Given data >>
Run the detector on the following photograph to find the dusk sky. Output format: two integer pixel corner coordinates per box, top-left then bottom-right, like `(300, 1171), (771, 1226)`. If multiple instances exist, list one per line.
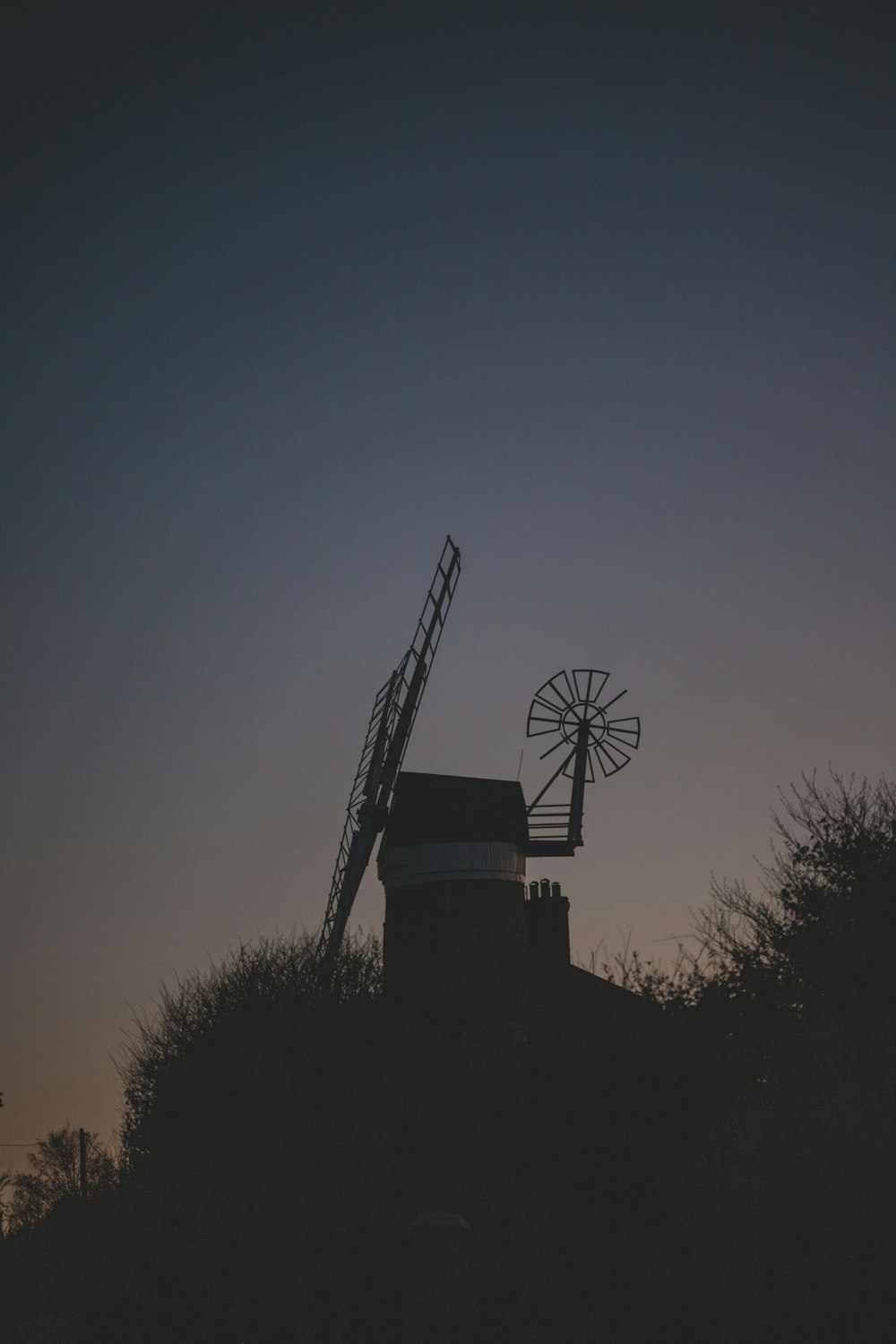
(0, 0), (896, 1167)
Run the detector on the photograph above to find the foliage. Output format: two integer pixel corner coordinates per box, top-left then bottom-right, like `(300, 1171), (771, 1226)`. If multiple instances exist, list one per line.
(0, 1124), (116, 1233)
(118, 933), (382, 1161)
(602, 773), (896, 1030)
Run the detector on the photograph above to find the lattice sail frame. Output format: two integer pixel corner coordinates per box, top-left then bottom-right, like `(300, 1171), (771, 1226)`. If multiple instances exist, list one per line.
(317, 537), (461, 978)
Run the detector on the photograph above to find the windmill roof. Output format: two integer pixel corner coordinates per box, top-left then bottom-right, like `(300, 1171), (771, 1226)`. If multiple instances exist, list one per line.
(385, 771), (530, 849)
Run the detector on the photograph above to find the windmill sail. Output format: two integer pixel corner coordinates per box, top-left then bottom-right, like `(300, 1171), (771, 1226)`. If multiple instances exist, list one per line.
(317, 537), (461, 981)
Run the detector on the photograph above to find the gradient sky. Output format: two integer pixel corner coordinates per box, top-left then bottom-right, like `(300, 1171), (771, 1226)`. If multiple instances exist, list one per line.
(0, 0), (896, 1166)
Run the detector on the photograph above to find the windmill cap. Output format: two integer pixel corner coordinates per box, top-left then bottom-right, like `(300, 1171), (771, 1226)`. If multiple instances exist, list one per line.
(384, 771), (530, 852)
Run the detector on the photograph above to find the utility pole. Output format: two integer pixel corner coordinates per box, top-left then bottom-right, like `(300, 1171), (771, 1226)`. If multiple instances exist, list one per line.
(78, 1129), (87, 1199)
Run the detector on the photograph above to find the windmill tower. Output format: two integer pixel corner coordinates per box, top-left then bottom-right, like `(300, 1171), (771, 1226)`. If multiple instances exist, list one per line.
(318, 537), (641, 1024)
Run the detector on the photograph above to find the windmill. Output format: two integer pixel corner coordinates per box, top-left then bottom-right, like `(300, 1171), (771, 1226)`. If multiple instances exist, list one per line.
(315, 537), (461, 984)
(525, 668), (641, 857)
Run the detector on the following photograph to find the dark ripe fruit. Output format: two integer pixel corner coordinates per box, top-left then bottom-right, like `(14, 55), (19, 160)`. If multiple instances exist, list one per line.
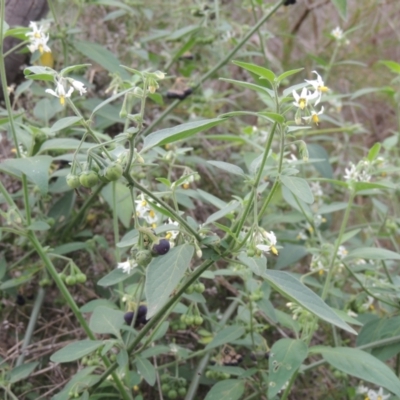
(124, 311), (135, 325)
(152, 239), (171, 256)
(15, 294), (25, 306)
(124, 305), (147, 328)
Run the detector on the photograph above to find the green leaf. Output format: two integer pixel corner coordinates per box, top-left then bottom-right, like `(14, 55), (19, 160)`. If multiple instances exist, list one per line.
(0, 156), (53, 194)
(232, 61), (276, 85)
(332, 0), (347, 21)
(343, 247), (400, 262)
(73, 40), (130, 79)
(281, 175), (314, 204)
(206, 325), (246, 350)
(238, 253), (267, 276)
(264, 270), (357, 334)
(205, 201), (240, 224)
(9, 361), (39, 383)
(145, 244), (194, 319)
(52, 242), (88, 255)
(50, 339), (103, 363)
(268, 339), (308, 399)
(101, 182), (133, 228)
(356, 316), (400, 361)
(310, 346), (400, 394)
(141, 118), (225, 152)
(27, 221), (50, 231)
(379, 60), (400, 74)
(89, 306), (125, 338)
(204, 379), (244, 400)
(40, 138), (96, 153)
(221, 78), (275, 97)
(50, 117), (82, 133)
(136, 357), (156, 386)
(207, 161), (246, 176)
(276, 68), (304, 83)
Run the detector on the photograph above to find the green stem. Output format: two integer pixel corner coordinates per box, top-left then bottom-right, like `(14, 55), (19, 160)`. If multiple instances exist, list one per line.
(143, 0), (285, 136)
(15, 287), (46, 367)
(92, 260), (215, 390)
(321, 189), (356, 300)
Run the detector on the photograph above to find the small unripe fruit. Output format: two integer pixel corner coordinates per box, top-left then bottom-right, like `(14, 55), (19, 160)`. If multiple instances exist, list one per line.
(167, 389), (178, 400)
(79, 171), (99, 188)
(65, 275), (76, 286)
(76, 272), (87, 283)
(152, 239), (171, 256)
(104, 164), (123, 181)
(66, 174), (81, 189)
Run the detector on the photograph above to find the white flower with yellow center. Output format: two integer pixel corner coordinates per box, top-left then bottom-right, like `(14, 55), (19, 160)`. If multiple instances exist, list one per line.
(305, 71), (329, 105)
(302, 106), (324, 125)
(46, 82), (74, 106)
(25, 22), (51, 54)
(292, 88), (318, 110)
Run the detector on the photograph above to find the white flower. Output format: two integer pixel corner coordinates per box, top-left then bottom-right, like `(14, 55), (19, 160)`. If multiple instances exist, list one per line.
(305, 71), (329, 105)
(292, 88), (319, 110)
(367, 388), (390, 400)
(46, 82), (74, 106)
(254, 228), (278, 256)
(302, 106), (324, 125)
(25, 22), (51, 54)
(117, 259), (137, 274)
(68, 78), (86, 96)
(331, 26), (343, 40)
(135, 193), (150, 218)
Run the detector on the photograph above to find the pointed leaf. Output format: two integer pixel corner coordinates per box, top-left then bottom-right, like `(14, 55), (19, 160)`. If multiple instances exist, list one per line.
(204, 379), (244, 400)
(281, 175), (314, 204)
(136, 357), (156, 386)
(141, 118), (225, 152)
(145, 244), (194, 319)
(207, 161), (246, 176)
(268, 339), (308, 399)
(206, 326), (246, 350)
(89, 306), (125, 338)
(0, 156), (53, 194)
(313, 346), (400, 395)
(264, 270), (357, 334)
(50, 340), (103, 363)
(232, 61), (275, 85)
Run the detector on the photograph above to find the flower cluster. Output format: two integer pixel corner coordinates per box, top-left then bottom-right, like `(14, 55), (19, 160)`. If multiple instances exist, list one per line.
(46, 78), (86, 106)
(135, 193), (158, 228)
(292, 71), (329, 125)
(253, 228), (278, 256)
(26, 22), (51, 54)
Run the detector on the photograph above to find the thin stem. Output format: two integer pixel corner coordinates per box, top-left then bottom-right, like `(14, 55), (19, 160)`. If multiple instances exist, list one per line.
(15, 287), (46, 367)
(321, 189), (356, 300)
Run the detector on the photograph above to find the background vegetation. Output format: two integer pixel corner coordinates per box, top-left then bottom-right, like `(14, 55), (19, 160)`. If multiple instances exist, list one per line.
(0, 0), (400, 400)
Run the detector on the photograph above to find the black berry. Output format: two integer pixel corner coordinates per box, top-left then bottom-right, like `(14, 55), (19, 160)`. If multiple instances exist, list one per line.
(153, 239), (171, 256)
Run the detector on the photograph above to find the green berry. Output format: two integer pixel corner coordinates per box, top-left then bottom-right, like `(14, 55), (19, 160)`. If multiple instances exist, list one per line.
(104, 164), (123, 181)
(194, 282), (206, 293)
(161, 383), (171, 394)
(76, 272), (87, 283)
(185, 315), (194, 326)
(135, 250), (153, 267)
(79, 171), (99, 188)
(178, 387), (187, 397)
(167, 389), (178, 399)
(65, 275), (76, 286)
(66, 174), (81, 189)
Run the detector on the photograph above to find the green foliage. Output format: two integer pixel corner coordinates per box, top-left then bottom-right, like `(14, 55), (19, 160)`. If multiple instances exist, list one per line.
(0, 0), (400, 400)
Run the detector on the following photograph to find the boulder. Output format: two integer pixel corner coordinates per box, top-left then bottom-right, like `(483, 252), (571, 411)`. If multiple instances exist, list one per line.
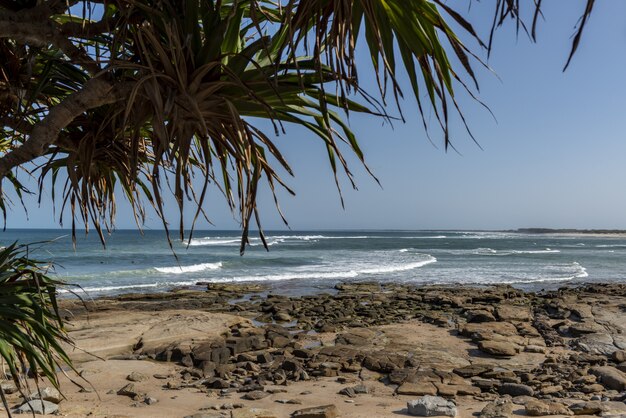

Exercise directions >> Lay out every line of the items above as a JSON list of strings, one string per line, skipping blank lines and leaving out the pictures.

Full response >>
[
  "Run the detector on the following photograph to find the dusk sky. Output format: two integer pixel corner coordinates per box, top-left then bottom-right, like `(300, 1171), (771, 1226)`. If multiple instances exist, list one per line.",
  "(0, 0), (896, 1167)",
  "Run the detector on the photograph above to find the foliage. Output format: two integer pixel corner coordinates per box, top-left then bottom-right, like `(300, 1171), (771, 1226)`. If multiple instances exist, list one per line.",
  "(0, 1124), (116, 1233)",
  "(118, 933), (382, 1161)",
  "(602, 773), (896, 1030)",
  "Run the detector on the photograph above to find the lattice sail frame. Output format: two integer pixel corner coordinates per box, top-left then bottom-right, like `(300, 1171), (771, 1226)`. If multiple instances exist, list one per line.",
  "(317, 537), (461, 978)",
  "Run the detector on the photograph above to find the windmill roof. Output format: two integer pixel corner coordinates per box, top-left then bottom-right, like `(300, 1171), (771, 1226)`. If multiple instances exist, list one per line.",
  "(385, 771), (530, 849)",
  "Run the detector on the photograph above to find the windmill sail. Output format: two integer pixel corner coordinates per box, top-left then bottom-right, like `(300, 1171), (771, 1226)`. If multiple instances exist, list one per line.",
  "(317, 537), (461, 981)",
  "Run the detector on the photograph above to find the gradient sky. Output format: two integer pixel corner coordinates per box, top-left then bottom-right, like `(300, 1171), (771, 1226)`. If multiple instances exist, list one per line.",
  "(0, 0), (896, 1166)",
  "Run the detector on the photograph above to find the windmill cap. Output format: two integer pixel corner coordinates per box, top-left then bottom-right, like `(300, 1171), (771, 1226)`. If multiple instances exist, list one per line.",
  "(384, 771), (530, 852)",
  "Run the detector on the photograph above to find the utility pole. Output format: two integer pixel corner coordinates per box, top-left then bottom-right, like `(300, 1171), (771, 1226)`. If multiple instances exist, list one per line.",
  "(78, 1129), (87, 1199)",
  "Run the detector on the photograph above to find the windmill tower. Output format: two integer pixel corner coordinates per box, top-left then bottom-right, like `(300, 1171), (771, 1226)`. If multiple instances exist, list one per line.",
  "(318, 537), (641, 1024)",
  "Run the detector on the photograph above to find the windmill. Output format: two integer pixel corner coordinates per box, top-left then bottom-right, like `(300, 1171), (771, 1226)`. If multiple instances exist, list one per line.",
  "(315, 537), (461, 984)",
  "(525, 668), (641, 857)",
  "Run the detector on the following photograph to find the dark ripe fruit. Output format: two integer pixel corner coordinates per box, top-left then bottom-right, like `(14, 55), (19, 160)`. If multiple instances exist, list one per line.",
  "(124, 311), (135, 325)",
  "(152, 239), (171, 256)",
  "(15, 294), (25, 306)",
  "(124, 305), (147, 328)",
  "Run the detector on the photograph above to find the green leaf. Output format: two integer pixel corner coordinates per box, top-left then bottom-right, like `(14, 55), (19, 160)`. If multiple instances exist, list one per line.",
  "(0, 156), (53, 194)",
  "(232, 61), (276, 85)",
  "(332, 0), (347, 21)",
  "(343, 247), (400, 262)",
  "(73, 40), (130, 79)",
  "(281, 175), (314, 204)",
  "(206, 325), (246, 350)",
  "(238, 253), (267, 276)",
  "(264, 270), (357, 334)",
  "(205, 201), (240, 224)",
  "(9, 361), (39, 383)",
  "(145, 244), (194, 319)",
  "(52, 242), (88, 255)",
  "(50, 339), (103, 363)",
  "(268, 339), (308, 399)",
  "(101, 182), (133, 228)",
  "(356, 316), (400, 361)",
  "(310, 346), (400, 394)",
  "(141, 118), (225, 152)",
  "(27, 221), (50, 231)",
  "(379, 60), (400, 74)",
  "(89, 306), (125, 338)",
  "(204, 379), (244, 400)",
  "(40, 138), (96, 153)",
  "(221, 78), (275, 97)",
  "(50, 117), (82, 133)",
  "(136, 357), (156, 386)",
  "(207, 161), (246, 176)",
  "(276, 68), (304, 83)",
  "Run the detector on the photograph above to find the green stem. Output format: two integer pixel corner coordinates per box, top-left then bottom-right, like `(14, 55), (19, 160)`. If multiple instances exist, list one per line.",
  "(143, 0), (285, 136)",
  "(15, 287), (46, 367)",
  "(92, 260), (215, 390)",
  "(321, 189), (356, 300)",
  "Run the detector on the photograph above to find the small unripe fruit. Output format: two integer pixel corner coordinates per box, top-left then bottom-right, like `(14, 55), (19, 160)`. If multiple instances exist, list one per line.",
  "(167, 389), (178, 400)",
  "(79, 171), (99, 188)",
  "(65, 275), (76, 286)",
  "(76, 272), (87, 283)",
  "(152, 239), (171, 256)",
  "(104, 164), (123, 181)",
  "(66, 174), (81, 189)",
  "Run the detector on the photograph above to find the white flower with yellow center. Output format: two integer pixel corner coordinates per box, top-left then bottom-right, like `(14, 55), (19, 160)`. If multiple instances exist, list one per line.",
  "(305, 71), (329, 105)",
  "(302, 106), (324, 125)",
  "(46, 82), (74, 106)",
  "(25, 22), (51, 54)",
  "(292, 88), (318, 110)",
  "Run the detector on the photograph above to find the white flower. Output format: two integer pixel corner coordinates per box, top-left then bottom-right, like `(14, 55), (19, 160)`. If multiple instances exist, list one per line.",
  "(305, 71), (329, 105)",
  "(292, 88), (319, 110)",
  "(367, 388), (390, 400)",
  "(46, 82), (74, 106)",
  "(254, 228), (278, 256)",
  "(302, 106), (324, 125)",
  "(25, 22), (51, 54)",
  "(117, 259), (137, 274)",
  "(68, 78), (86, 96)",
  "(331, 26), (343, 40)",
  "(135, 193), (150, 218)",
  "Run the detector on the photograph above to find the pointed leaf. Output format: two integer pixel corner coordinates per box, top-left then bottom-right, like `(14, 55), (19, 160)`. If multiple instances exist, list one per line.",
  "(204, 379), (244, 400)",
  "(281, 175), (314, 204)",
  "(136, 357), (156, 386)",
  "(141, 118), (225, 152)",
  "(145, 244), (194, 319)",
  "(207, 161), (246, 176)",
  "(268, 339), (308, 399)",
  "(206, 326), (246, 350)",
  "(89, 306), (125, 338)",
  "(0, 156), (53, 194)",
  "(313, 346), (400, 395)",
  "(264, 270), (357, 334)",
  "(50, 340), (103, 363)",
  "(232, 61), (275, 85)",
  "Run the detector on the photograph above to find the flower cluster. Output format: two integer pixel corner coordinates per box, top-left then bottom-right, like `(14, 55), (19, 160)`. If multiple instances exist, list one per line.",
  "(46, 78), (86, 106)",
  "(135, 193), (158, 228)",
  "(292, 71), (329, 125)",
  "(253, 228), (278, 256)",
  "(26, 22), (51, 54)",
  "Run the detector on the photograph above to find the thin stem. Output format: two integer pixel corner coordinates per box, top-left then bottom-right, like `(14, 55), (19, 160)`. If multiple instances exist, list one per line.",
  "(15, 287), (46, 367)",
  "(321, 189), (356, 300)",
  "Run the detector on the photograph above to find the background vegetation. Output format: two integer pixel corner coordinates per box, top-left then bottom-right, like `(14, 55), (19, 160)`. If multiple instances exist, list one per line.",
  "(0, 0), (400, 400)",
  "Run the detector on the photograph above to find the black berry. Output format: two integer pixel corner coordinates per box, top-left then bottom-right, like `(14, 55), (19, 160)`. If multiple instances exist, list one per line.",
  "(153, 239), (171, 256)",
  "Run the detector on the photograph above to find the green berry. Output format: two integer pixel corner coordinates per box, top-left then bottom-right, like `(14, 55), (19, 160)`. If multiple instances exist, list one per line.",
  "(104, 164), (123, 181)",
  "(194, 282), (206, 293)",
  "(161, 383), (171, 394)",
  "(76, 272), (87, 283)",
  "(185, 315), (194, 326)",
  "(135, 250), (153, 267)",
  "(79, 171), (99, 188)",
  "(178, 387), (187, 397)",
  "(167, 389), (178, 399)",
  "(65, 275), (76, 286)",
  "(66, 174), (81, 189)",
  "Run the detector on the photograph above to find the green foliage. Output format: two integer pixel corner coordinates per box, top-left then bottom-right, like `(14, 55), (19, 160)`. If multiple instances exist, list one per line.",
  "(0, 0), (400, 400)",
  "Run the detector on the following photograph to find the boulder. Output format: two integer pixel corner coordinates per box, top-left then bottom-right, like `(483, 252), (571, 411)`. If multiple instances exist, list one per line."
]